Tumbuhnya feminisme modern menjadi salah satu social trend di Indonesia; jelas tak perlu diragukan lagi. Hal ini dibuktikan dengan makin maraknya netizen feminis yang bermunculan di media sosial.
Setidaknya, sebagai pengguna aktif di twitter, penulis cukup sering melihat utasan yang menggebu-gebu mengenai ganasnya patriarki, opini kesetaraan gender, hingga pentingnya pengesahan RUU Penghapusan Kekerasan Seksual. Bahkan tak jarang terjadi perdebatan antara pro life dan pro choice yang memiliki argumentasinya masing-masing.
Namun, di Indonesia yang konservatif, ide-ide feminisme kerap kali ditentang oleh kelompok-kelompok berbasis agama tertentu. Mereka menganggap bahwa ideologi feminisme sangatlah bertentangan dengan ajaran agama. Ide kesetaraan gender, menurut mereka, hanyalah isapan jempol yang berakar pada pemikiran-pemikiran Barat yang liberal.
Memang sudah lazim bagi kelompok konservatif di Indonesia untuk menyalahkan Barat. Narasi “liberal” selalu digunakan kelompok konservatif untuk konotasi-konotasi yang negatif. Padahal belum tentu mereka memahami apa itu liberalisme.
Sudah bukan hal baru bahwa ide-ide feminisme kerap kali dijegal. Lihat saja proses pengesahan RUU Penghapusan Kekerasan Seksual (RUU PKS) yang selalu menghadapi tentangan dari kelompok-kelompok konservatif.
Mereka menganggap bahwa RUU PKS adalah RUU pro zina, dan digunakan untuk menekan kaum laki-laki. Ini bukanlah hal yang aneh mengingat betapa rendahnya kualitas literasi bangsa kita. Bangsa yang lebih cepat berkoar-koar daripada membaca terlebih dahulu.

-*-*-

[KETENTUAN TUGAS]
- A) Ringkaslah teks tentang feminisme di Indonesia di atas dalam dua kalimat.
- B) Menurut teks tentang feminisme di Indonesia, RUU PKS dianggap sebagai apa oleh kelompok konservatif?
- C) Salin tanpa perubahan bagian teks tentang feminisme di Indonesia yang dimulai dari kata-kata "Setidaknya, sebagai pengguna" dan berhenti setelah "memiliki argumentasinya masing-masing.".

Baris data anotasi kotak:
-*-*-

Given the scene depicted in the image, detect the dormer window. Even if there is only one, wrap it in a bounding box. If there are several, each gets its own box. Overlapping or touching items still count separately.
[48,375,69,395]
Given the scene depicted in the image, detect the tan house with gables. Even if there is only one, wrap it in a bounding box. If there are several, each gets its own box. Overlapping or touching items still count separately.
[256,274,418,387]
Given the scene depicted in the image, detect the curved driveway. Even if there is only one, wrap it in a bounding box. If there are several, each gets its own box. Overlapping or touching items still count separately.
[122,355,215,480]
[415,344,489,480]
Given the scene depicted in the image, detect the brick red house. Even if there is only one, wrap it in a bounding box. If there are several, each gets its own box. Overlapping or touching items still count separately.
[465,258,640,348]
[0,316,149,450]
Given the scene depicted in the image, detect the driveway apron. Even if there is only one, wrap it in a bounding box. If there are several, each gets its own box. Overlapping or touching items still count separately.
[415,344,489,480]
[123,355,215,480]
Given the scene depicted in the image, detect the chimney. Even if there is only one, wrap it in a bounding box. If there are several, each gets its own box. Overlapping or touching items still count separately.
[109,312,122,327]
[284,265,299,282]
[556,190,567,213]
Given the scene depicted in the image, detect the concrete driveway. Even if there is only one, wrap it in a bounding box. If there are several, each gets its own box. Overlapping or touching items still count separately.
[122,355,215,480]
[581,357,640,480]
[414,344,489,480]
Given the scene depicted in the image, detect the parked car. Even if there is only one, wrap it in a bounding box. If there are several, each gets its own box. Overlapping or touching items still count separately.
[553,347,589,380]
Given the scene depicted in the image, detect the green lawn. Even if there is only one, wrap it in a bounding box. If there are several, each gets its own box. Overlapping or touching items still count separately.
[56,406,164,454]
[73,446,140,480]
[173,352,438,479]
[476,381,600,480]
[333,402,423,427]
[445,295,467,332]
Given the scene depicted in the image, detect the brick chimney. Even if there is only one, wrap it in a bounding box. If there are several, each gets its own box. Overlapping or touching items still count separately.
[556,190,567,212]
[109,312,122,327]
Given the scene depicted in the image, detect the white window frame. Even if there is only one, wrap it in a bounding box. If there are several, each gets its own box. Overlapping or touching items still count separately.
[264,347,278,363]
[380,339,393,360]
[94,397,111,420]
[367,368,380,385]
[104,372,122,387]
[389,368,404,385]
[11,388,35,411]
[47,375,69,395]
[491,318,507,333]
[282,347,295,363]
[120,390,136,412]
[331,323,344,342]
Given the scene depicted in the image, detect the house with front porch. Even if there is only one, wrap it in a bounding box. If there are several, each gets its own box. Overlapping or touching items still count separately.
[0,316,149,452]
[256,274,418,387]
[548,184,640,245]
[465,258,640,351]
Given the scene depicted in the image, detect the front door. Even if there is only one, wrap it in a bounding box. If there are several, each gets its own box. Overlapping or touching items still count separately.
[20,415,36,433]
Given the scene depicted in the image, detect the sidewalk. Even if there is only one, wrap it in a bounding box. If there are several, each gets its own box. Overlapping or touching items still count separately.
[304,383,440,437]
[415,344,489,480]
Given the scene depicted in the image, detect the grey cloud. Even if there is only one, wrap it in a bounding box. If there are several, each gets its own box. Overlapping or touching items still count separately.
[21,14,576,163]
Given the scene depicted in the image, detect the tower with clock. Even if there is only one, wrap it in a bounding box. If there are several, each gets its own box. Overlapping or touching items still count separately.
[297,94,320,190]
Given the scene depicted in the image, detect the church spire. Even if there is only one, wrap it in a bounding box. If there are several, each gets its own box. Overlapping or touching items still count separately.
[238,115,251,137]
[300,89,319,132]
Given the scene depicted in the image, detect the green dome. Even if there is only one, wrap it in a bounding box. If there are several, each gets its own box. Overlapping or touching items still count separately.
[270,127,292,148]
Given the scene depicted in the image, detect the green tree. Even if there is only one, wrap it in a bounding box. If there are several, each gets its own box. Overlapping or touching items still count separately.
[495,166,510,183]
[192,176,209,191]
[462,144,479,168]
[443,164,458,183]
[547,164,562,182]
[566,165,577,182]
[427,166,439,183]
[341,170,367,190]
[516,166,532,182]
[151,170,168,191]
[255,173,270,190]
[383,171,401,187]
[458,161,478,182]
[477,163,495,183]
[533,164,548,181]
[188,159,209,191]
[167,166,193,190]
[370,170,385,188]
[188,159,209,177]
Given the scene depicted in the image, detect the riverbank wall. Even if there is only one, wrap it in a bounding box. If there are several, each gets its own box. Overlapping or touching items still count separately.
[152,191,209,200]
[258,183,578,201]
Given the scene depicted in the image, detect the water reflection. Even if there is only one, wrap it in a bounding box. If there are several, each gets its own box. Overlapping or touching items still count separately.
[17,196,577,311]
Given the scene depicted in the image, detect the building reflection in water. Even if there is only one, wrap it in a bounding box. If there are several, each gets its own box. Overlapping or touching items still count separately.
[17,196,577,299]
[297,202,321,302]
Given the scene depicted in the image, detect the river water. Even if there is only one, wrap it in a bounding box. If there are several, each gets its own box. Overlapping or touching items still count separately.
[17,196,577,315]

-*-*-

[JAWABAN PER TUGAS]
- A) Feminisme modern tumbuh menjadi tren sosial di Indonesia, yang terbukti dari makin maraknya netizen feminis di media sosial. Namun, ide-ide feminisme kerap ditentang oleh kelompok konservatif berbasis agama yang menganggapnya bertentangan dengan ajaran agama, seperti terlihat dari tentangan terhadap pengesahan RUU PKS.

- B) RUU PKS dianggap sebagai RUU pro zina yang digunakan untuk menekan kaum laki-laki.

- C)
Setidaknya, sebagai pengguna aktif di twitter, penulis cukup sering melihat utasan yang menggebu-gebu mengenai ganasnya patriarki, opini kesetaraan gender, hingga pentingnya pengesahan RUU Penghapusan Kekerasan Seksual. Bahkan tak jarang terjadi perdebatan antara pro life dan pro choice yang memiliki argumentasinya masing-masing.